━━━━━ Dataset excerpts
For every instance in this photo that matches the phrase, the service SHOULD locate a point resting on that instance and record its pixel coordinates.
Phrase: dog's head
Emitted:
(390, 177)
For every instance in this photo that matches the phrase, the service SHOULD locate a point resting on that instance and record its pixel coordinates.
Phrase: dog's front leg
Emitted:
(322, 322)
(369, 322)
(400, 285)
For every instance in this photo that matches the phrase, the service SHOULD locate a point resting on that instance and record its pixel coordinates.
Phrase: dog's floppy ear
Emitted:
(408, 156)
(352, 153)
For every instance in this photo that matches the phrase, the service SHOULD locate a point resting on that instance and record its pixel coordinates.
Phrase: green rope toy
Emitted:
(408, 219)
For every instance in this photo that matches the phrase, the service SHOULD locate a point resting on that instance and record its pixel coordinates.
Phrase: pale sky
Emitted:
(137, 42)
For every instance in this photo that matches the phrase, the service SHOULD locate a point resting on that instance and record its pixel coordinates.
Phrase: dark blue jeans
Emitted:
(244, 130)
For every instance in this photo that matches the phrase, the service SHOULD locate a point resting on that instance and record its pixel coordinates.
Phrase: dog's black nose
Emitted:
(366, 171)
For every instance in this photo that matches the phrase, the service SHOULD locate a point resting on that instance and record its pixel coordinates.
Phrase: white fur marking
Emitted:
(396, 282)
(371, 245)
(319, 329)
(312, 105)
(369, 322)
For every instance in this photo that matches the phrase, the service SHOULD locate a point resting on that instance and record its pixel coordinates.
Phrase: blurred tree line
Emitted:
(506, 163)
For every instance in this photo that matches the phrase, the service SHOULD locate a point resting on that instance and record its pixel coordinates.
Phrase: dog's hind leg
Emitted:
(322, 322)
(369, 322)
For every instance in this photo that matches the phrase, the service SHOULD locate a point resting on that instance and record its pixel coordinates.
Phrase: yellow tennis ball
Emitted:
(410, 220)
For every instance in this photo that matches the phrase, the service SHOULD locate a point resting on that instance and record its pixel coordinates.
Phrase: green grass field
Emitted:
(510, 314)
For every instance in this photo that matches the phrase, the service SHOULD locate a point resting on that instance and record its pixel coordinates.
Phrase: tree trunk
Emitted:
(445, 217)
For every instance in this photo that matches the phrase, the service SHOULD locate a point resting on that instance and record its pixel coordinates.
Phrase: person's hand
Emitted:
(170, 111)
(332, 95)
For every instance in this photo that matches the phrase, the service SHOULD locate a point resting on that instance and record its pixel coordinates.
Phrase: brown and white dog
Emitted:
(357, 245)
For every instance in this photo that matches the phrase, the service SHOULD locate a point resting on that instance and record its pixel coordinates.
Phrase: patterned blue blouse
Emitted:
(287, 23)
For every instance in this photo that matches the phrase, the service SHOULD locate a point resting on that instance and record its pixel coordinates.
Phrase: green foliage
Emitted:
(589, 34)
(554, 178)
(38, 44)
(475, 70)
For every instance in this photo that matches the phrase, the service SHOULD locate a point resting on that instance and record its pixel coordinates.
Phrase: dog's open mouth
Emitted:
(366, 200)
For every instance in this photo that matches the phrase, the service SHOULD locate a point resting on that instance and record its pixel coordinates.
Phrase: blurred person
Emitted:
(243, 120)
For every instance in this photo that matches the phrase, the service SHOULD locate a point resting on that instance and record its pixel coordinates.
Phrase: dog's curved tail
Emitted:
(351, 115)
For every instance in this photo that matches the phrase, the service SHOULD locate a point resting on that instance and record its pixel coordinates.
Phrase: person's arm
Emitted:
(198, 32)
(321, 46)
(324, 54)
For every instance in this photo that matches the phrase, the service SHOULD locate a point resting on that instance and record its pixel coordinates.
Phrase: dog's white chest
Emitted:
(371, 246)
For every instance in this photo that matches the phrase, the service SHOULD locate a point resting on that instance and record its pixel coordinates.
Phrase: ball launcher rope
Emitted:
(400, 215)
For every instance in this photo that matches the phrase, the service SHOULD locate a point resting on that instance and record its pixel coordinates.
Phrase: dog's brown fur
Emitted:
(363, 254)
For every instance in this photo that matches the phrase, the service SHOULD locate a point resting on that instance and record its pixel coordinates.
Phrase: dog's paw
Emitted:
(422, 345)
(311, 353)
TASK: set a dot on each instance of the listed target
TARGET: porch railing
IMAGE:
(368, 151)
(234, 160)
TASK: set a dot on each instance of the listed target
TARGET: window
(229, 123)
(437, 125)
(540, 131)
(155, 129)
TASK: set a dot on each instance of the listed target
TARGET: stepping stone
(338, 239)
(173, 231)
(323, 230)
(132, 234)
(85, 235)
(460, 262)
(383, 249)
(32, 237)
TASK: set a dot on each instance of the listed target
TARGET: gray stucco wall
━━━━━━━━━━
**Exercise brief:** Each record above should be output again exactly.

**Completed task:**
For every instance in this photo that matches the phrase, the service SHOULD locate a point resting on that instance and record its pixel coordinates.
Phrase: dog's head
Emitted:
(390, 177)
For every instance in this photo that matches the phrase, the service SHOULD locate a point resting on that instance and record its pixel coordinates.
Phrase: dog's front leg
Emitted:
(322, 322)
(369, 322)
(400, 285)
For every instance in this photo that matches the phrase, the service SHOULD locate a point resting on that instance and record its pixel coordinates.
Phrase: dog's floppy ear
Emitted:
(408, 156)
(352, 153)
For every instance in this photo that matches the phrase, the service SHOULD locate a point resting on that instance and record its pixel coordinates.
Phrase: green rope toy
Emitted:
(408, 219)
For every instance in this photo that matches the phrase, the service SHOULD locate a point resting on that instance and record its pixel coordinates.
Phrase: pale sky
Emitted:
(137, 42)
For every instance in this photo that matches the phrase, the service SHOULD locate a point resting on that instance and record its pixel coordinates.
Phrase: dark blue jeans
Emitted:
(244, 130)
For every instance in this photo that matches the phrase, the service SHOULD locate a point resting on that instance and record its pixel coordinates.
Phrase: dog's black nose
Emitted:
(366, 171)
For every instance in this photo that matches the phrase, the service SHOULD locate a point resting on that instance and record its pixel coordinates.
Phrase: white fur marking
Emitted:
(396, 282)
(371, 245)
(319, 329)
(312, 105)
(369, 322)
For every instance in this photo that matches the phrase, the service SHOULD locate a point resting on that instance and record its pixel coordinates.
Phrase: blurred tree line
Emitted:
(506, 163)
For every instance in this photo that matches the phrase, the service SHOULD locate a point resting on that instance and record its pixel coordinates.
Phrase: dog's hind leg
Emitted:
(322, 322)
(369, 322)
For every instance in this photo that matches the phrase, the service SHOULD locate a point resting on that instance and record its pixel coordinates.
Phrase: yellow tennis ball
Emitted:
(410, 220)
For every instance in this photo that matches the phrase, the service SHOULD locate a point resting on that instance and record its pixel coordinates.
Phrase: green grass field
Emitted:
(510, 314)
For every instance in this photo that matches the phrase, the service SHOULD locate a point resting on that instance and record its pixel coordinates.
Phrase: tree trunk
Emitted:
(445, 217)
For every instance in this photo that matches the phrase, the service SHOULD locate a point resting on that instance and record its pixel coordinates.
Phrase: person's hand
Emitted:
(170, 111)
(332, 95)
For every instance in this photo that matches the phrase, the service SHOULD locate a point resting on that instance and record its pixel coordinates.
Phrase: brown and white dog
Emitted:
(357, 245)
For every instance in this photo that matches the phrase, the service SHOULD locate a point resting on that instance and record its pixel coordinates.
Phrase: patterned blue blouse
Emitted:
(287, 23)
For every instance in this photo that matches the phrase, the service SHOULD locate a point resting on that instance and record its pixel coordinates.
Phrase: green foliage
Emitted:
(589, 34)
(554, 178)
(38, 44)
(475, 70)
For every instance in this photo that matches the phrase, the service SHOULD locate a point resting on that instance and record its pixel coordinates.
Phrase: dog's open mouth
Emitted:
(366, 200)
For every instance in this photo that matches the phrase, the service SHOULD locate a point resting on that instance and record its pixel coordinates.
Phrase: blurred person
Emitted:
(243, 120)
For every instance in this photo that matches the phrase, the service SHOULD locate a point resting on that instance and record its pixel coordinates.
Phrase: dog's curved tail
Emitted:
(351, 115)
For every instance in this photo that matches the phrase, the service SHOULD locate a point resting on that instance and record its pixel coordinates.
Phrase: person's arm
Emitted:
(198, 32)
(321, 46)
(324, 54)
For every instance in this photo that matches the phrase, the service SHOULD locate a point resting on that instance and record its pixel coordinates.
Phrase: dog's white chest
Emitted:
(371, 246)
For every instance in this photo that matches the phrase, the service SHOULD locate a point resting on that instance and record its pixel coordinates.
Phrase: ball launcher rope
Emitted:
(400, 215)
For every instance in this photo that matches the phrase, the service SHOULD locate a point resting on that instance and record its pixel coordinates.
Phrase: dog's brown fur
Emitted:
(363, 254)
For every instance in this photo that matches the phrase, the service SHOULD locate a point resting on that instance and record its pixel coordinates.
Phrase: dog's paw
Emitted:
(422, 345)
(311, 353)
TASK: set a dot on each instance of the listed target
TARGET: porch railing
IMAGE:
(368, 151)
(234, 160)
TASK: set a dot on each instance of the listed target
TARGET: window
(229, 123)
(437, 125)
(540, 131)
(155, 129)
TASK: set a dot on each instance of the listed target
TARGET: stepping stone
(338, 239)
(173, 231)
(323, 230)
(132, 234)
(85, 235)
(460, 262)
(383, 249)
(32, 237)
TASK: set a dot on each instance of the listed target
TARGET: gray stucco wall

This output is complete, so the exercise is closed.